### Stated task
Nothing but the lines from the one containing "In this exercise you will locate the cluster" to the end of the data should be returned, each exactly as written.

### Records
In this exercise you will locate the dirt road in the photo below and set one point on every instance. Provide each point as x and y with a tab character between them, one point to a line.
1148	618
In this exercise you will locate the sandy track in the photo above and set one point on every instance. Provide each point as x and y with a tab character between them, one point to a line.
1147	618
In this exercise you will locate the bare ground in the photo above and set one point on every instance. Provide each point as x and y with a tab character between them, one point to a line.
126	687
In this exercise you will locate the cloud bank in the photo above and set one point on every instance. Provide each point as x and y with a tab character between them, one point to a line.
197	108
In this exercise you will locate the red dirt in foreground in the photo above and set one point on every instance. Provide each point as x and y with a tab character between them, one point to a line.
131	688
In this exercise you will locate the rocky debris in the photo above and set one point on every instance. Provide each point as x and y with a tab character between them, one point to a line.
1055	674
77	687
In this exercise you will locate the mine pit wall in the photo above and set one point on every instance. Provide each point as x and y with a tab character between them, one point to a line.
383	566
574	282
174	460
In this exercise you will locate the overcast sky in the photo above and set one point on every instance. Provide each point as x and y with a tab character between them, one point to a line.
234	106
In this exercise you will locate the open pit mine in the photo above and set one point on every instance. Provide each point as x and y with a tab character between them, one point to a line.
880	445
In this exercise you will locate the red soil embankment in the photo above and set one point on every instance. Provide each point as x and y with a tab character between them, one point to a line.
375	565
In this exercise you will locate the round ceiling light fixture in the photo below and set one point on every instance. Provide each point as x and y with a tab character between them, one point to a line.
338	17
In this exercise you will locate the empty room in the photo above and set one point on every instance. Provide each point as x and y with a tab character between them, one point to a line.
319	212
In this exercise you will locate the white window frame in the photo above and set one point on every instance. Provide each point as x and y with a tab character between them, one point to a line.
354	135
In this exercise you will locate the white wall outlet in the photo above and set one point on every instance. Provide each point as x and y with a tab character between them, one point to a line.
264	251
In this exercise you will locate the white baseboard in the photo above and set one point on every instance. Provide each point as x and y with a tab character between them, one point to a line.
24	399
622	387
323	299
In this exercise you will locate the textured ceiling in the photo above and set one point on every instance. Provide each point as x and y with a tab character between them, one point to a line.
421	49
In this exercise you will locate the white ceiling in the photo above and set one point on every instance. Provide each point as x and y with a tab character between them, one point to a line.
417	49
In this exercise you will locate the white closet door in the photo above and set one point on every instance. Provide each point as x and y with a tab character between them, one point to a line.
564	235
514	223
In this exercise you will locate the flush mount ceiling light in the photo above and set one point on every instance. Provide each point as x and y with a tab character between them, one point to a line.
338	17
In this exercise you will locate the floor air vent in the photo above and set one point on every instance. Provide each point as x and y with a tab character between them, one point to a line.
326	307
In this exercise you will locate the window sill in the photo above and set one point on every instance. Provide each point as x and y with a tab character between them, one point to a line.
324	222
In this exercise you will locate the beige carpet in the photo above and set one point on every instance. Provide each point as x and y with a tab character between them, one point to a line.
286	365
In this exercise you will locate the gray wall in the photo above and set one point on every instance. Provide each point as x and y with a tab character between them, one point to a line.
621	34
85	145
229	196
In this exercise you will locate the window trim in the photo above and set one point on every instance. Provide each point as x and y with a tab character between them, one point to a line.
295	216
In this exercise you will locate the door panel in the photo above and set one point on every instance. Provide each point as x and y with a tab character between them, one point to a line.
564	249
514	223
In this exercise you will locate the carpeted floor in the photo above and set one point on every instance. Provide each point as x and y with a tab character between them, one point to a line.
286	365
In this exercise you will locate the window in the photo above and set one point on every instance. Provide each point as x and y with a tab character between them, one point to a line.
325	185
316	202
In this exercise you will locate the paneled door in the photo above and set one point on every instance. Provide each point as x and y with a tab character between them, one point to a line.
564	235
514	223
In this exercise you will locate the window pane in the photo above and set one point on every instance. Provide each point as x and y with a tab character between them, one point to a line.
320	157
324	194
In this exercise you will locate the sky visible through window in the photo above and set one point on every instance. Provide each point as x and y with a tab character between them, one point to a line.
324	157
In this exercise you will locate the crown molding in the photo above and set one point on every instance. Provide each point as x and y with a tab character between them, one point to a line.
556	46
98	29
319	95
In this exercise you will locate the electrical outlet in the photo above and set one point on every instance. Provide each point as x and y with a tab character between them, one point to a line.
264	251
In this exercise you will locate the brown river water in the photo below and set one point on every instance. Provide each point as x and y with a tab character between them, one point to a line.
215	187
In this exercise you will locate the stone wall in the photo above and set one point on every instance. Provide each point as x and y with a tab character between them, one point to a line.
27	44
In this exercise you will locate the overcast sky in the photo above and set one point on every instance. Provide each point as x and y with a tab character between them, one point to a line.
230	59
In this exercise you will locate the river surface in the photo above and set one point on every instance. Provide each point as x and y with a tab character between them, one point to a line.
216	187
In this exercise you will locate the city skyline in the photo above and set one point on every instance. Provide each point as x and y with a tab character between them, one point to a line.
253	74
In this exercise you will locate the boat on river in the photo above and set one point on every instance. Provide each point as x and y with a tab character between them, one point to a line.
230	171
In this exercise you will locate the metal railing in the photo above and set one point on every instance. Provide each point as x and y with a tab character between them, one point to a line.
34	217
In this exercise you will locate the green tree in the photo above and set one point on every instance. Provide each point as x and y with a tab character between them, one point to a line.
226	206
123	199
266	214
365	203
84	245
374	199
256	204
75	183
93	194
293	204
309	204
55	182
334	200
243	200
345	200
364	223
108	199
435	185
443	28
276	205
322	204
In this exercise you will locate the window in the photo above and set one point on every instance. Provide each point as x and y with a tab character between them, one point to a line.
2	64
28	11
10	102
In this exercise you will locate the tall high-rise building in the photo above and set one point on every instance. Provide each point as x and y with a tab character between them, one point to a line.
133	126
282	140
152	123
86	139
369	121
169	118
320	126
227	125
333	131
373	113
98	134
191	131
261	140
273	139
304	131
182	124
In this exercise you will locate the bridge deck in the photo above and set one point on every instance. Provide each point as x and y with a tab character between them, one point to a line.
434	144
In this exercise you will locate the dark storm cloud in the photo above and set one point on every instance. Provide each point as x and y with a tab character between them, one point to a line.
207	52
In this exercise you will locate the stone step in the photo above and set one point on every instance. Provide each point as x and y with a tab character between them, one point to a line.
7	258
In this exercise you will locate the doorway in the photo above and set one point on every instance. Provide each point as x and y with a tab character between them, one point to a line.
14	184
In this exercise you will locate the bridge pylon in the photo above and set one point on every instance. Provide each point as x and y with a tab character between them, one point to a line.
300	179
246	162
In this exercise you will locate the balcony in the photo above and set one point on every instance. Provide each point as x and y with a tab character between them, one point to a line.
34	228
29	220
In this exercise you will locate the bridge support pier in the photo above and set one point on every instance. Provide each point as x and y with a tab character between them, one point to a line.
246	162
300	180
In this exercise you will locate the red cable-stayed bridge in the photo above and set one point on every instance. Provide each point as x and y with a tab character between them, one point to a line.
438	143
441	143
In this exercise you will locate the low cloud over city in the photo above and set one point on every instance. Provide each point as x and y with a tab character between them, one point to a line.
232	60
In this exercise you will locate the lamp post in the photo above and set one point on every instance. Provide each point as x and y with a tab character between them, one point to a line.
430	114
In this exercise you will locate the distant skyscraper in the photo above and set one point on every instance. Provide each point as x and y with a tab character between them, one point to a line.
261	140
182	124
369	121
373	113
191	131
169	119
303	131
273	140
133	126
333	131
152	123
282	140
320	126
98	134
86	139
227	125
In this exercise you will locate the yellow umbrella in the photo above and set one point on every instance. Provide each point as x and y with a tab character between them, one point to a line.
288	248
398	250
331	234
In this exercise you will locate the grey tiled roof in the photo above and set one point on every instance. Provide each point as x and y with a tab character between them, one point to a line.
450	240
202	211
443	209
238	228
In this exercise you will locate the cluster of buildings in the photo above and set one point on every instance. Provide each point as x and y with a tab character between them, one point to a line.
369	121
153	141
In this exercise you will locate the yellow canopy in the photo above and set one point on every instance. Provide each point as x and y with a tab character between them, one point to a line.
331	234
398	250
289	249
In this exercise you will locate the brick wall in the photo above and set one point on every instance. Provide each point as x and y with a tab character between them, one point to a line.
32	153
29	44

### Exercise answer
In this exercise you will locate the cluster of buildings in the photo above and set one point on every instance. Provide each point as x and y with a tab character between them, one point to a line.
369	121
153	141
In this exercise you will locate the yellow canopy in the photo above and set one point on every instance. Provide each point as x and y with a tab character between them, one point to a line.
331	234
398	250
289	249
In this exercise you will locate the brick wall in the photo above and set one point on every instance. Provide each point as x and y with a tab character between them, one point to a line.
32	153
29	44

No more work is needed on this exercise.